- [About this exercise]:
The expected response is the full listing, retyped exactly, without its images.

--------------------

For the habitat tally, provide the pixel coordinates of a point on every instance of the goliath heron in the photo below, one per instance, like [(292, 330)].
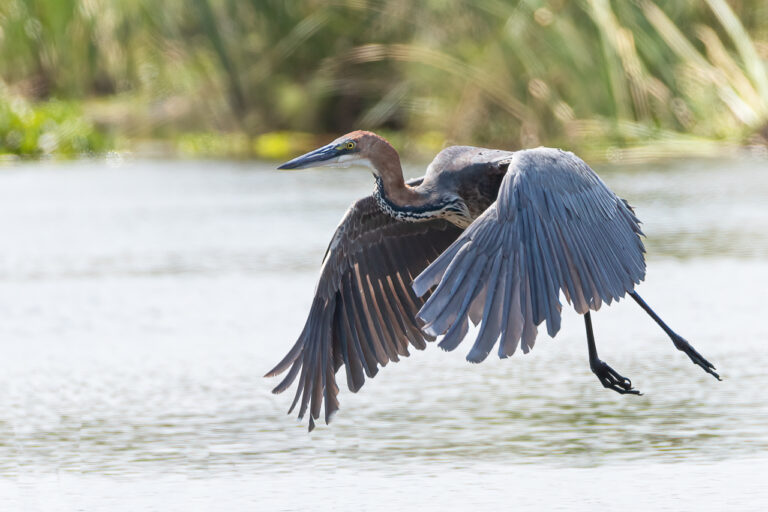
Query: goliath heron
[(486, 235)]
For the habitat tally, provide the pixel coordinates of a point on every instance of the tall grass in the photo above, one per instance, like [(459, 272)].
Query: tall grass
[(599, 75)]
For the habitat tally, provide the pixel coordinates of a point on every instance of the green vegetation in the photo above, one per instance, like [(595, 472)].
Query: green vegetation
[(617, 79)]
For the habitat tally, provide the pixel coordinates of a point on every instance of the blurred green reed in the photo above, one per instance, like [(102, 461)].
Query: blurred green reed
[(612, 78)]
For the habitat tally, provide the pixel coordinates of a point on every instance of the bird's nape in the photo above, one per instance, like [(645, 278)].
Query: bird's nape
[(403, 269)]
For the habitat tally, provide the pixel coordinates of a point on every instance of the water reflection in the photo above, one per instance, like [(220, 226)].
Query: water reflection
[(140, 307)]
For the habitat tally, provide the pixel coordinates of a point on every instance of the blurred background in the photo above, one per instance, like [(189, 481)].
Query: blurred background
[(154, 264), (259, 78)]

--------------------

- [Task result]:
For the habitat tally, provide the pixel coordinates of a point on every instance of the goliath heron in the photo below, one per instance, like [(292, 330)].
Query: goliath heron
[(486, 235)]
For the habitat tally, provide the pixel coordinates of a point on every instance of the tall grass in the photo above, one per instance, like [(459, 272)].
Query: tall grass
[(599, 75)]
For the habitat tally, provide the pixel coordinates of a point on every instance of the green vegetation in the photo above, one per instance, like [(595, 472)].
Query: green vegetation
[(617, 79)]
For the habitat tally, provide the pixel coordinates of a point on every instance of the blurred green reed in the photo above, one per instance, like [(102, 461)].
Query: blurred green reed
[(612, 78)]
For the habitat tally, provide the pixel coordinates of a point on every instance of the bird's nape in the photo above, one per instance, like [(645, 278)].
Query: bird's nape
[(403, 269)]
For the habitat tally, provide the pixel coordinates of a point on every instance of the water reflection in the photo above, one per instance, like [(220, 226)].
Query: water reflection
[(140, 307)]
For the habitat tally, provide the pixel coordinates of a point on every instance of the blurred background in the photo above, one per instance, like [(189, 481)].
Query: blurred background
[(154, 264), (259, 78)]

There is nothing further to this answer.